Sunday, November 24, 2013

Saturday Night Genealogy Fun - Carter

Every Saturday night, Randy Seaver issues a challenge for bloggers. This week's fun requires one to go to the free data available at and see what data is available for your surname. Here is my data.

Carter Name Meaning
English: occupational name for a transporter of goods, Middle English cartere, from an agent derivative of Middle English cart(e) or from Anglo-Norman French car(e)tier, a derivative of Old French caret (see Cartier). The Old French word coalesced with the earlier Middle English word cart(e) 'cart', which is from either Old Norse kartr or Old English craet, both of which, like the Late Latin word, were probably originally derived from Celtic. Northern Irish: reduced form of McCarter.
Source: Dictionary of American Family Names ©2013, Oxford University Press

In 1840, the states with the most Carter families were Massachusetts, New York, Ohio, Indiana, Virginia, Kentucky, Tennessee, and North Carolina.

In 1880, the states with the most Carter families were Virginia and Georgia. Carters were living in every state except Oklahoma. Oklahoma was Indian Territory and only opened to white settlement in 1880, so this information is not surprising. 

In 1920, the states with the most Carter families were New York, Pennsylvania, Ohio, Virginia, Georgia, Mississippi, Illinois, Missouri, and Texas. 

The 1891 England & Wales Census shows the largest number of Carter families in London (16%), Yorkshire (10%), and Lancashire (10%)

The 1881 Scotland Census shows the most Carter families in Lanarkshire (33%), Kirkcudbrightshire (27%), and Midlothian (23%). From the Southwest to Northeast, those counties are Kirkcudbrightshire, Lanarkshire, and Midlothian.

Other information that can be found on the site includes the fact that from 1851-1891, Carters immigration (from New York passenger lists) was highest around 1851, 1871, and the mid-1880s. They were coming from the British Isles (2187), Germany (34), and Spain (18). The average life expectancy based on the Social Security Death Index from 1940-2000, shows the Carters are almost exactly on the average with the general public. Carters serving in the Civil War fought almost equally on both sides; Union 4, 055 and Confederate 4, 506. Based on the 1880 census records 47% were working on a farm, 11% were laborers, 6% were keeping house, and 2% were carpenters. 

©2013 Pamela Carter

Saturday, November 23, 2013

The Bounty of New England

William Hilton came to New England in the Fortune,  November 11, 1621. William sent the letter transcribed below to his cousin in England. It was first printed in Capt. John Smith's "New England Trials," edition of 1622. William's wife and two children came to New England in the Anne, in the summer of 1623.

▶ _Record excerpts_:
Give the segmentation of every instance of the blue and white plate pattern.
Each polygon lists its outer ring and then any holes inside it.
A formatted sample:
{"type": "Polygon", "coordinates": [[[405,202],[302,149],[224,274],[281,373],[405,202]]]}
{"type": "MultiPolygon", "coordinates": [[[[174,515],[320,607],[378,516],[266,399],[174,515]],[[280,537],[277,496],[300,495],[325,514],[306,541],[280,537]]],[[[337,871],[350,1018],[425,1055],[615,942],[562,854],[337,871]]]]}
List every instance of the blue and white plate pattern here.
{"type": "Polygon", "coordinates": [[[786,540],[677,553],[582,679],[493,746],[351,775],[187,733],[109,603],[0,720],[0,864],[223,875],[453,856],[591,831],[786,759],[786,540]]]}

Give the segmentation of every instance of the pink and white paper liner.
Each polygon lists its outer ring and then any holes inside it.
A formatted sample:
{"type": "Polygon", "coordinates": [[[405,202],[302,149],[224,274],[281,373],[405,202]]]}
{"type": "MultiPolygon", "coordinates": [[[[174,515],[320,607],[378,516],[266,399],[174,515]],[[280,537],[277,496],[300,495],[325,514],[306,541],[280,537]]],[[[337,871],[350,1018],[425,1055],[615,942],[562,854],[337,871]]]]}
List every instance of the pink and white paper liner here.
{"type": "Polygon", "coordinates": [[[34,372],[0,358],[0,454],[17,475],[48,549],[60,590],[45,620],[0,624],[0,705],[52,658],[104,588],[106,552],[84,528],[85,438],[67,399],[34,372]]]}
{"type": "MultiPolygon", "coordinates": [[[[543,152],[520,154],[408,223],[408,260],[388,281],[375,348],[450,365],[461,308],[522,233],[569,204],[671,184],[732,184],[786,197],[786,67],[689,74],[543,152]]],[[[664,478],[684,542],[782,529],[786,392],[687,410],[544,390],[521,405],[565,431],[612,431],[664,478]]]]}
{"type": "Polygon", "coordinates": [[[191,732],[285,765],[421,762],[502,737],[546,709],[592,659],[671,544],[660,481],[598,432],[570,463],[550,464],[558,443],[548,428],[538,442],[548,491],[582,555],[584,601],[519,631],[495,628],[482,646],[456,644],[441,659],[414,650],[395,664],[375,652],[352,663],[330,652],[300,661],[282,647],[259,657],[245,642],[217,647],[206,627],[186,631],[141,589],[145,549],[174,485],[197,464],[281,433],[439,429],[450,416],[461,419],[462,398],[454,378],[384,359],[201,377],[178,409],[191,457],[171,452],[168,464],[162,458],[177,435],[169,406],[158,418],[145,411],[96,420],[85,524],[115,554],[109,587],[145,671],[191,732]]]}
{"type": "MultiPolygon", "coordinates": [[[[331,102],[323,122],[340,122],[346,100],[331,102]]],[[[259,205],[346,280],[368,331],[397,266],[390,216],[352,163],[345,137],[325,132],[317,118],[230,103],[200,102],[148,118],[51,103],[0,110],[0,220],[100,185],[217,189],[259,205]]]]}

▶ _Exercise description_:
Reproduce, word for word, the part of the Carter surname blog post that opens with the words "Sunday, November 24, 2013" and closes with "form of McCarter.".

▶ _Exercise solution_:
Sunday, November 24, 2013

Saturday Night Genealogy Fun - Carter

Every Saturday night, Randy Seaver issues a challenge for bloggers. This week's fun requires one to go to the free data available at and see what data is available for your surname. Here is my data.

Carter Name Meaning
English: occupational name for a transporter of goods, Middle English cartere, from an agent derivative of Middle English cart(e) or from Anglo-Norman French car(e)tier, a derivative of Old French caret (see Cartier). The Old French word coalesced with the earlier Middle English word cart(e) 'cart', which is from either Old Norse kartr or Old English craet, both of which, like the Late Latin word, were probably originally derived from Celtic. Northern Irish: reduced form of McCarter.